#### PROVIDED TEXT:
Samoa Education Network revived

By Sapeer Mayron 26 April 2020, 4:00PM

A coalition of community groups hoping to get their efforts some national attention has been revived, with 16 members across Samoa in education, health and agriculture.

The Samoa Education Network (S.E.N.), which was started in 2017 but lost traction, now has new leadership and is operating out of the Matuaileoo Environment Trust Incorporated (M.E.T.I.) offices in Moto’otua.

M.E.T.I. founder Dr. Walter Vermeulen has taken the helm with his organisations as the lead agency, and increased membership to 16 non-government organisations including ten farming cooperatives.

The other organisations are the National Teacher’s Association, Senese Inclusive Education, Faataua le Ola, the Samoa Umbrella of Non-Government Organisations and the Poutasi Development Trust. 

Dr. Vermeulen said the objective is for the organisations to better communicate their needs and success stories to Government and funding agencies through an all-encompassing advocate body.

Where village-level efforts to improve health and education have succeeded, Government ministries should be informed and encouraged to take up those efforts nationally, he said.

S.E.N. hopes to be part of Samoa’s work to meet the Sustainable Development Goals for 2030, which the country is due to report progress on to the United Nations this year.

Health, education and agriculture are just the first of many areas the network wants to work in. Others include domestic violence and conflict resolution training.

The work of the various members is like “ammunition for advocacy” to the Government, Dr. Vermeulen said.

His own organisation M.E.T.I. which focuses on diet, sleep and managing non-communicable diseases, has been trialing a village-based project on reversing the effects of diabetes for a year.

He said the success some of the four trial villages have had, and the influence the project has had on the neighbouring villages means the Ministry of Health ought to take a look at their work.

“If what we have achieved could be done nationally, we could have control over diabetes in two or three years,” Dr. Vermeulen said. And S.E.N. is the right mechanism to that that to Government, he believes.

S.E.N. is funded externally and is one of dozens of education coalitions around the world that is supported by the Asia South Pacific Association for Basic and Adult Education (A.S.P.B.A.E.).

The association works with more than 200 civil society organisations in the region with capacity building and management and helping organisations lobby Government on policies they care about.

#### RAW DATA:

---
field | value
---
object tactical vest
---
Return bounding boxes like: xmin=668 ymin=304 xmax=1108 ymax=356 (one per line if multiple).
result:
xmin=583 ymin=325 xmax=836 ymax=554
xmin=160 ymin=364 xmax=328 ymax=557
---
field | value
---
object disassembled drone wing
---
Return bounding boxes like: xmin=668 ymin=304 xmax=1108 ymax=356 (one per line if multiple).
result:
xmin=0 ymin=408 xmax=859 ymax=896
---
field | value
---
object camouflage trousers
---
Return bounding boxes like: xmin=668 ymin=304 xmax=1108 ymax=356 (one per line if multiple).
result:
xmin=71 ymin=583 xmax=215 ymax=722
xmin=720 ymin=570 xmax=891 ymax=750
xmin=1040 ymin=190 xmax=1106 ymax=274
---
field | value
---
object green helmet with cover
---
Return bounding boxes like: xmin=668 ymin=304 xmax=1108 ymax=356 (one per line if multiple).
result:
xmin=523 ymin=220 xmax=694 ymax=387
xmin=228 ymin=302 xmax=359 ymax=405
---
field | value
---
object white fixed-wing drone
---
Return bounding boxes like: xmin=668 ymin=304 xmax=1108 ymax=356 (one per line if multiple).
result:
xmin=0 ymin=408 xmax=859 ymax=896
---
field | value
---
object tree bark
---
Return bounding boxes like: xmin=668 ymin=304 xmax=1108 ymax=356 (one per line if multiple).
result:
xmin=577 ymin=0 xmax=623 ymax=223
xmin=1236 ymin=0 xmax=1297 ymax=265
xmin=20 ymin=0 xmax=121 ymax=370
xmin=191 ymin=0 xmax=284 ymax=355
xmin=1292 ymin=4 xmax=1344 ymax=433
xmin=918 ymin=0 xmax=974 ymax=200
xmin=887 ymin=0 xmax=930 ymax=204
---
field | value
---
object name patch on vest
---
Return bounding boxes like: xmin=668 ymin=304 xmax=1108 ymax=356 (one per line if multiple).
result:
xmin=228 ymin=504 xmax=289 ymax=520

#### TASKS TO PERFORM:
A) Decide whether each statement below agrees with the Samoa Education Network article, answering yes or no and quoting the deciding words: (i) The network was first started in 2017. (ii) The network's membership now stands at 20 non-government organisations. (iii) M.E.T.I.'s diabetes project has been trialed in four villages.
B) Using the Samoa Education Network article, answer these questions:
(i) Out of whose offices, and where, is the network now operating?
(ii) How many farming cooperatives are among the network's members?
(iii) With how many civil society organisations in the region does A.S.P.B.A.E. work?
C) Copy the passage of the Samoa Education Network article starting at "S.E.N. is funded" and ending at "they care about.".

#### SOLUTIONS TO EACH TASK:
A)
(i) Yes: "which was started in 2017 but lost traction"
(ii) No: "increased membership to 16 non-government organisations"
(iii) Yes: "the four trial villages"

B)
(i) The Matuaileoo Environment Trust Incorporated (M.E.T.I.) offices in Moto'otua.
(ii) Ten.
(iii) More than 200.

C)
S.E.N. is funded externally and is one of dozens of education coalitions around the world that is supported by the Asia South Pacific Association for Basic and Adult Education (A.S.P.B.A.E.).

The association works with more than 200 civil society organisations in the region with capacity building and management and helping organisations lobby Government on policies they care about.